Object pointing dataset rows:
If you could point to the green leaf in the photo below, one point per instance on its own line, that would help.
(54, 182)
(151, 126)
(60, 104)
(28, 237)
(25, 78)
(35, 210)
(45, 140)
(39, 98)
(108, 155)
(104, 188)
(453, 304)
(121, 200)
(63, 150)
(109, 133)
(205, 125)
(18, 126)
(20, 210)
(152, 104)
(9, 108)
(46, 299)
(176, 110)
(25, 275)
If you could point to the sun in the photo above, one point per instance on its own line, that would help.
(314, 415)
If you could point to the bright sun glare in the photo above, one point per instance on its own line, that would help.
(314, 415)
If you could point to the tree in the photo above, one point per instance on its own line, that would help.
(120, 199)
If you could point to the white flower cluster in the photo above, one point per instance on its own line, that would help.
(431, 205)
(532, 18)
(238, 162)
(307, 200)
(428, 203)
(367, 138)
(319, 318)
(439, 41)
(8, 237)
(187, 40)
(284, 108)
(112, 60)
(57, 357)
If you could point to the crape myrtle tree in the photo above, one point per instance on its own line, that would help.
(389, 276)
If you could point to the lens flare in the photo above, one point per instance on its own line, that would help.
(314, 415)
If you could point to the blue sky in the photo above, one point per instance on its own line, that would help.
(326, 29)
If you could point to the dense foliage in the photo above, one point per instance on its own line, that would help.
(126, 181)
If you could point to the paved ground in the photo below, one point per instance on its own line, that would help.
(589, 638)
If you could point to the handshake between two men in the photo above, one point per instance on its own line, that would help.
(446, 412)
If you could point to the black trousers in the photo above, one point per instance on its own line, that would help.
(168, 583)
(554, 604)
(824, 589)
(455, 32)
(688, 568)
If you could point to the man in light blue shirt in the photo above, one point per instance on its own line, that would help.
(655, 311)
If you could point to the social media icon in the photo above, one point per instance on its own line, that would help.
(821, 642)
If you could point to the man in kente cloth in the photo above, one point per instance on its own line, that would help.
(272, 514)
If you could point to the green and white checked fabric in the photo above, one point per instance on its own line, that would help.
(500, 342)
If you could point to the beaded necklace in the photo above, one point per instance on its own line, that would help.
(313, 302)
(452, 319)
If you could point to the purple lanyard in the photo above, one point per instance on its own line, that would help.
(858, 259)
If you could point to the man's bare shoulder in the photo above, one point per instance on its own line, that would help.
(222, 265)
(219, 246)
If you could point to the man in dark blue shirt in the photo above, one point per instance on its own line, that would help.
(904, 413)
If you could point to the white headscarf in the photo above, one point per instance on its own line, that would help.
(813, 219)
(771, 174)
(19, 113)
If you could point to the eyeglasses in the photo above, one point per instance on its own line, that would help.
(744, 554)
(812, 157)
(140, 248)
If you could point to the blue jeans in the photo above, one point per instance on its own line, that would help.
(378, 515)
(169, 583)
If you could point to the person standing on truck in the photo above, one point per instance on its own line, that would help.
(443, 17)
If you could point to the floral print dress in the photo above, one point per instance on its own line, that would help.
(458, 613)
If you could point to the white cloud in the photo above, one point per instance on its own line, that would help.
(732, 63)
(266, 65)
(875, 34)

* TASK INSTRUCTIONS *
Give the entries again in full, exactly as they are written.

* EXPECTED ANSWER *
If you could point to the green leaf in the photo below, one point per instance on its own line, that would help.
(54, 182)
(151, 126)
(60, 104)
(28, 237)
(25, 78)
(35, 210)
(45, 140)
(39, 98)
(108, 155)
(104, 188)
(453, 304)
(121, 200)
(63, 150)
(109, 133)
(205, 125)
(18, 126)
(20, 210)
(152, 104)
(9, 108)
(46, 299)
(176, 110)
(25, 275)
If you could point to the sun in the photo above, one point per instance on its own line, that would help.
(314, 415)
If you could point to the bright sun glare in the photo above, one point per instance on its own line, that would help.
(314, 415)
If you could point to the tree in the photo above, one point per instance on its own line, that would help.
(120, 199)
If you could point to the white flower cluster in the photo above, one point per instance on its own line, that would help.
(431, 205)
(532, 18)
(238, 162)
(307, 200)
(428, 203)
(367, 138)
(319, 318)
(439, 41)
(8, 237)
(187, 40)
(284, 108)
(112, 60)
(57, 357)
If you could point to the crape myrtle tree in the photo above, one point per instance on its own line, that would help.
(389, 276)
If you could point to the lens flare in the photo above, one point per instance on its own line, that would help.
(314, 415)
If you could point to the blue sky in the photo above, one point per instance on its own line, that would help.
(326, 29)
If you could point to the dense foliage in the photo above, one point per instance on its own line, that would help.
(126, 181)
If you could point to the paved ground in the photo below, one point per instance on its own line, that would help.
(589, 638)
If you could point to the handshake between two men in the photo above, one point per instance on its own line, that would help.
(446, 412)
If you could point to the black trousers in the photo above, one point per instance on its own line, that would help.
(168, 583)
(554, 604)
(824, 589)
(455, 32)
(688, 568)
If you could point to the man in light blue shirt in the photo above, one point per instance on its own line, that would help.
(655, 311)
If you could point to the social media icon in the photo above, one point per instance on its own line, that would help.
(821, 642)
If you could point to the man in kente cloth in the photo above, one point per instance on its own line, that would help.
(272, 514)
If you could point to the green and white checked fabric in the photo above, one point per instance on its own line, that would help.
(500, 342)
If you could point to the beaded necklace in the photo above, one point per instance on its own line, that would help.
(313, 302)
(452, 319)
If you could point to the purple lanyard in the photo above, one point per instance on its own line, that would help.
(858, 259)
If you could point to the man's bare shoulder in the photo above, one point per instance on its own line, that would help.
(222, 265)
(219, 246)
If you could point to the man in dark blue shirt in the photo above, one point per instance on its own line, that would help.
(904, 413)
If you could point to the white headscarf in the photo above, one point per instance on its own line, that would help.
(813, 219)
(771, 174)
(19, 113)
If you could point to the eyeglasses in the photo above, one point per instance on its own line, that would help.
(744, 554)
(812, 157)
(140, 248)
If you could point to the blue jeans in the photo above, one point per instance on its own line, that would help.
(378, 515)
(169, 583)
If you could point to the person standing on truck in the photo above, one point per instance on its own line, that would help.
(443, 17)
If you could point to the floral print dress in the photo above, one point per instance on its own line, that would help.
(458, 613)
If you could point to the white cloud in the photo above, one point per instance on its own line, that would help.
(732, 63)
(266, 65)
(875, 34)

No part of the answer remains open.